SET PROBLEM: In the records below, update everything from "Wildlife camera-trap request: tag the suv" down to "point(44, 333)" by changing "silver pickup truck" to "gray pickup truck" and leaving the rest untouched. Return only those lines.

INFORMATION PROVIDED:

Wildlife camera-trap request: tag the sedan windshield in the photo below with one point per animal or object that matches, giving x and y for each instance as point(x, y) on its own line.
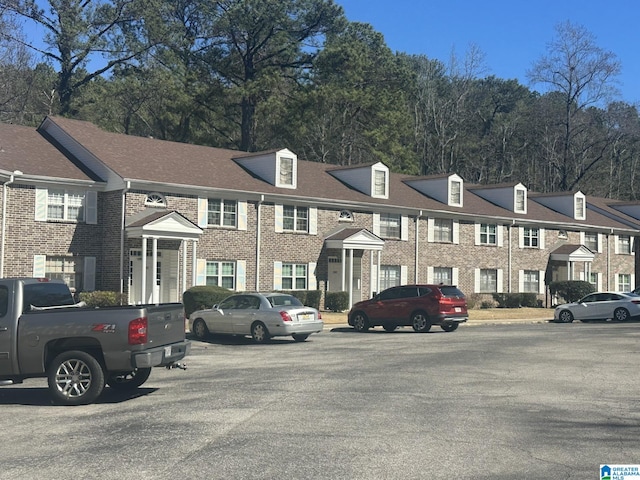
point(283, 301)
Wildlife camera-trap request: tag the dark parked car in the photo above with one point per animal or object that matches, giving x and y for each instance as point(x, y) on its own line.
point(418, 306)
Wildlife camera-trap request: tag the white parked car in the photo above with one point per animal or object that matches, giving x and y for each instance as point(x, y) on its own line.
point(600, 306)
point(261, 315)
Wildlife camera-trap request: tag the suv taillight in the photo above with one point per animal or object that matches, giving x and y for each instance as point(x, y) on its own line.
point(138, 331)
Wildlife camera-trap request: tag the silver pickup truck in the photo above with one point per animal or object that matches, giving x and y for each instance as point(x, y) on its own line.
point(44, 333)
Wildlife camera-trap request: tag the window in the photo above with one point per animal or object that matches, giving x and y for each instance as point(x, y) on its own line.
point(591, 241)
point(294, 276)
point(531, 237)
point(443, 275)
point(379, 183)
point(488, 280)
point(66, 206)
point(443, 230)
point(531, 281)
point(286, 171)
point(488, 234)
point(221, 213)
point(624, 244)
point(295, 219)
point(221, 274)
point(624, 282)
point(456, 192)
point(520, 201)
point(68, 269)
point(390, 225)
point(155, 200)
point(389, 276)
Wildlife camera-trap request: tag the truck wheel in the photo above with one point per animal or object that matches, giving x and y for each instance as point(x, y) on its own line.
point(75, 378)
point(129, 380)
point(420, 322)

REPLY TO THE EXERCISE:
Wildlife camera-trap request: tag the suv taillight in the photo above with one point per animal or object that matches, giving x and y for each instance as point(x, y) on its own line.
point(138, 331)
Wildlife camera-trap request: tag the gray pickup truck in the photo above with one point per animal or object that matches, giving x and y for each instance as point(x, y) on its own line.
point(44, 333)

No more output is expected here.